*WHAT THE TASK ASKS:*
Render the data below, from the line containing "vegetation visible in it." through the line containing "xmin=0 ymin=20 xmax=280 ymax=164", as a JSON list of strings with one string per line and blank lines omitted.

*MATERIAL PROVIDED:*

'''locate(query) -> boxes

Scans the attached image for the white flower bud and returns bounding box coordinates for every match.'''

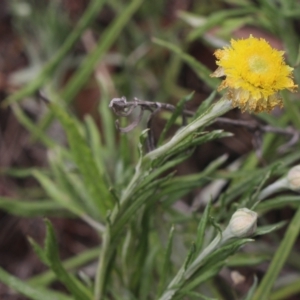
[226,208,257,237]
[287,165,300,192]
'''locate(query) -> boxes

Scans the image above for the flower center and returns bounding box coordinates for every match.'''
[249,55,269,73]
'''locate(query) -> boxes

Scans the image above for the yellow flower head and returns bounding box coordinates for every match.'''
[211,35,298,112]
...
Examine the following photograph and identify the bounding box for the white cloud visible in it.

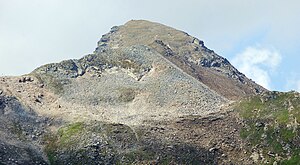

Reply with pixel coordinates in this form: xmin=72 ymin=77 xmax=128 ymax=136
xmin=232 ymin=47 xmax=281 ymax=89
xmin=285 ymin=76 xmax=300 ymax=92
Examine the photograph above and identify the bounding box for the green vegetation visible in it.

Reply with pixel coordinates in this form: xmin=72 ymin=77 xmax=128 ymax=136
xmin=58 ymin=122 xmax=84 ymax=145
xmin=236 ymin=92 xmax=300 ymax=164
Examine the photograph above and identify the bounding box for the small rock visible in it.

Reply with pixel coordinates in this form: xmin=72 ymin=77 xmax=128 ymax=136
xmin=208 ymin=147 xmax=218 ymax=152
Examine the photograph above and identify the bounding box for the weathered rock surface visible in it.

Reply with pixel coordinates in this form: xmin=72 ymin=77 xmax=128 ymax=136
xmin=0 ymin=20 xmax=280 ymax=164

*THE RESPONSE:*
[
  "Examine the photograph above and identify the bounding box for the green vegetation visible in it.",
  "Reply with pixel coordinates in this form: xmin=72 ymin=77 xmax=128 ymax=136",
  "xmin=58 ymin=122 xmax=84 ymax=145",
  "xmin=236 ymin=92 xmax=300 ymax=164",
  "Examine the photograph above and identify the bounding box for the small rock visible in it.",
  "Reply with pixel coordinates in this form: xmin=72 ymin=77 xmax=128 ymax=136",
  "xmin=208 ymin=147 xmax=218 ymax=152",
  "Examine the photograph above and identify the bounding box for the weathered rock surface visible in it.",
  "Reply with pixel coordinates in this form: xmin=72 ymin=77 xmax=128 ymax=136",
  "xmin=0 ymin=20 xmax=280 ymax=164"
]